_Page_.
Does MowMow have a favorite toy too?


----------



## MowMow (Nov 6, 2010)

Yes, it's a YEOWW Catnip Heart which of course I can't wash. It's all gross and covered in MowMow spit.... He likes the cigar and the fish, but the heart for some reason is his favorite.

He also has this weird mesh cat toy.. I bought it back from NJ the last time i was there visiting family. It's freaky and weird but he loves it. The other two don't even look at it.


----------



## bluemilk (Oct 3, 2005)

Jingle mouse smells like detergent! Book has to get his scent back on him. The Bounce scent is pleasant enough, but...


Do your boys like warm laundry?


----------



## MowMow (Nov 6, 2010)

In the winter they do. If it's a really cold winter day (or night), I'll toss their blankets in the dryer for them to warm up and then lay them back out and put a cat on each one.


----------



## cat owner again (Dec 14, 2012)

That is pretty smart and cute of Book. I wish my cats liked toys more. They play now and then for a few minutes but outside if their favorite play ground. I have a whole basket of toys I rotate as well as kitty tunnel, and all sorts of other things I bought early on. Now I don't spend my money.
I am hoping the cat tree gets used again sometime.


----------

(Point labeling dataset excerpts)
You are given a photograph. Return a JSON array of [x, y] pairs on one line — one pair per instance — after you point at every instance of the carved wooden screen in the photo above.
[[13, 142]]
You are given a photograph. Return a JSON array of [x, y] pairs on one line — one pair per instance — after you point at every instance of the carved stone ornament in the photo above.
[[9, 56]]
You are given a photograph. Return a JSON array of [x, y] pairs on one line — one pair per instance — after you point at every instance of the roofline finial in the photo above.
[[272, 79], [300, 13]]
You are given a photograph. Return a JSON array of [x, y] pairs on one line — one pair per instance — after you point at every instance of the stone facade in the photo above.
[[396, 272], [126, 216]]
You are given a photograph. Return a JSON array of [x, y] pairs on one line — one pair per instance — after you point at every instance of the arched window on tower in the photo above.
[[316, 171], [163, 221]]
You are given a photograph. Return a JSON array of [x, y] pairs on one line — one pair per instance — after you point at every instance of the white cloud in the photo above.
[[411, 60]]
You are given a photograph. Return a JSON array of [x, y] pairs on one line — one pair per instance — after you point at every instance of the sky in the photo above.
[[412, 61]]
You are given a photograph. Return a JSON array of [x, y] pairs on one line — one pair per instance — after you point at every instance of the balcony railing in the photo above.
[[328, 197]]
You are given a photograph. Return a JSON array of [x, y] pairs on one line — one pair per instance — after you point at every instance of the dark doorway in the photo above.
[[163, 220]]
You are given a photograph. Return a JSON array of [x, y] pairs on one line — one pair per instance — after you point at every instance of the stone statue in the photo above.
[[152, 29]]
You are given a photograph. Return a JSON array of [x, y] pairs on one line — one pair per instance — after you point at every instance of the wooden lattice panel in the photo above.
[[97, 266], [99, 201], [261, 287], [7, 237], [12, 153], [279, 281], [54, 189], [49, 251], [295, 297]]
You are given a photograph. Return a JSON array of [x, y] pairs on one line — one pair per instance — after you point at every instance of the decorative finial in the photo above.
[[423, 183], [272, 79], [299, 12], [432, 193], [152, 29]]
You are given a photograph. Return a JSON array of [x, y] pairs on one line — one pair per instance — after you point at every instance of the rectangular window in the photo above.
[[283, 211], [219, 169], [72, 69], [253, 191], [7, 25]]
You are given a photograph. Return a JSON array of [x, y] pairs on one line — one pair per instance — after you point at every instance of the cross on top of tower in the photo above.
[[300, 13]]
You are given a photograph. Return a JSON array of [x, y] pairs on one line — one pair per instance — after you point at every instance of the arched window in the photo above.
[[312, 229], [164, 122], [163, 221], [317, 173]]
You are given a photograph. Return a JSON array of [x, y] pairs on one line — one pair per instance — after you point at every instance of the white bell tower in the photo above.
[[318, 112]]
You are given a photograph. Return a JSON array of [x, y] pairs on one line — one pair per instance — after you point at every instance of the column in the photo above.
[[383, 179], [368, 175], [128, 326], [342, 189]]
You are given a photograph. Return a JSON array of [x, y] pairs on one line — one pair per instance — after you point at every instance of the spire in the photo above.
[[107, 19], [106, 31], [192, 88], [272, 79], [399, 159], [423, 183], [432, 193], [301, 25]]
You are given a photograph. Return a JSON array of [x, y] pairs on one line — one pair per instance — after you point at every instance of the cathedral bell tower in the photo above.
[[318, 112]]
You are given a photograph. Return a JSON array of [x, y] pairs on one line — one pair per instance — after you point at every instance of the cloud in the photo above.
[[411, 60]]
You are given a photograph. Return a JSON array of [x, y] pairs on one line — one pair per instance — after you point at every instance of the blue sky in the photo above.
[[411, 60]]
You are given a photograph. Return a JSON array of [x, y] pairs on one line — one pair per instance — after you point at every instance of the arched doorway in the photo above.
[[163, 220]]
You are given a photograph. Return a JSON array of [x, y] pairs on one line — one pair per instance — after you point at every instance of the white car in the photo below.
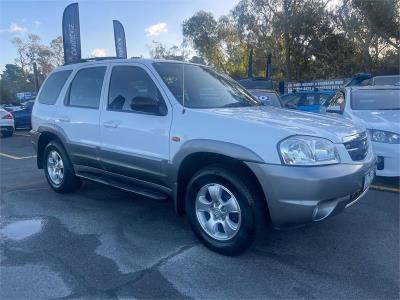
[[6, 123], [377, 108], [183, 132]]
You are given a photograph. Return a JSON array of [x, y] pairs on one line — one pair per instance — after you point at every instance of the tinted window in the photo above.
[[337, 100], [291, 100], [85, 89], [267, 98], [375, 100], [202, 87], [132, 90], [52, 87]]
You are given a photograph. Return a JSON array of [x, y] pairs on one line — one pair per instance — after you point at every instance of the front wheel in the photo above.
[[222, 210], [58, 169], [7, 133]]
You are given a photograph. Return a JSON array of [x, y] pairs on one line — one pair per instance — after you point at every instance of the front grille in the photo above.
[[358, 147]]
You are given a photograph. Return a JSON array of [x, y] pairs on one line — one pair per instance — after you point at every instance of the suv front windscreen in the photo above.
[[202, 87], [375, 100]]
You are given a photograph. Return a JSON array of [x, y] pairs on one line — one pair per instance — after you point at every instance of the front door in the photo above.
[[78, 116], [135, 125]]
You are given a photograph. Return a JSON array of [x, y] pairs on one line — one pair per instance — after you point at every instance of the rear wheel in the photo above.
[[58, 169], [223, 210]]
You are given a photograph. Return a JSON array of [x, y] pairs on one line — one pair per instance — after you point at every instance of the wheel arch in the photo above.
[[201, 153], [46, 135]]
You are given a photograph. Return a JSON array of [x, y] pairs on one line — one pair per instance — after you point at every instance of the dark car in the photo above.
[[309, 100], [22, 117]]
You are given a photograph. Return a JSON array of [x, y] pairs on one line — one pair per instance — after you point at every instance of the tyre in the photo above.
[[7, 133], [58, 169], [224, 210]]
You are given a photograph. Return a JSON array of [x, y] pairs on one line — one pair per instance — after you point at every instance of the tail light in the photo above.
[[8, 116]]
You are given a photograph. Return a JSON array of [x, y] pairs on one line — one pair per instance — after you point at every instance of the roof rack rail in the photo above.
[[93, 59]]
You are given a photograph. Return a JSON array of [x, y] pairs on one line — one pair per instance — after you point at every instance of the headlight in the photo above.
[[308, 151], [381, 136]]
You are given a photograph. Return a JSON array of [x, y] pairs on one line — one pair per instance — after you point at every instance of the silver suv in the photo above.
[[178, 131]]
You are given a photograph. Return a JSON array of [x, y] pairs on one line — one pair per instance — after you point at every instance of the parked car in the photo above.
[[307, 100], [22, 116], [179, 131], [386, 80], [6, 123], [11, 107], [377, 108]]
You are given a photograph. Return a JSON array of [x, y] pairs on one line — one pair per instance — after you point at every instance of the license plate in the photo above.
[[369, 177]]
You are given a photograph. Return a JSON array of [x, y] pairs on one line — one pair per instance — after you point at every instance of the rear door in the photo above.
[[79, 114], [135, 134]]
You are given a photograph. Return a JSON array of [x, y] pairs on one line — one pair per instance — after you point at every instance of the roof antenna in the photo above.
[[183, 87]]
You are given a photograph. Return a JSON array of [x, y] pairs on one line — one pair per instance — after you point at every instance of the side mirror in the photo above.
[[148, 105], [336, 109], [290, 105]]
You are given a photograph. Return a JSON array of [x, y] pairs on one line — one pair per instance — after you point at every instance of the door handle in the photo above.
[[63, 119], [110, 124]]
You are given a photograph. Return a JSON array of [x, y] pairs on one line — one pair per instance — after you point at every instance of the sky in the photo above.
[[144, 21]]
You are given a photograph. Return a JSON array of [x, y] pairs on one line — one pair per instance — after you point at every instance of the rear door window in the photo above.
[[52, 87], [131, 88], [85, 89]]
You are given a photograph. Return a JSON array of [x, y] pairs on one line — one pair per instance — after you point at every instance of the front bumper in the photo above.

_Exercise requirements_.
[1] In the thread about cat toys, what does MowMow do with the cats' blankets on a really cold winter day or night?
[2] Reproduce the thread word for word from "Yes, it's a" to "pleasant enough, but...".
[3] List every toy that MowMow says the cat likes or loves in the thread.

_Answers to the exercises_.
[1] MowMow tosses the blankets in the dryer to warm them up, lays them back out, and puts a cat on each one.

[2]
Yes, it's a YEOWW Catnip Heart which of course I can't wash. It's all gross and covered in MowMow spit.... He likes the cigar and the fish, but the heart for some reason is his favorite.

He also has this weird mesh cat toy.. I bought it back from NJ the last time i was there visiting family. It's freaky and weird but he loves it. The other two don't even look at it.


----------



## bluemilk (Oct 3, 2005)

Jingle mouse smells like detergent! Book has to get his scent back on him. The Bounce scent is pleasant enough, but...

[3] YEOWW Catnip Heart, the cigar, the fish, the mesh cat toy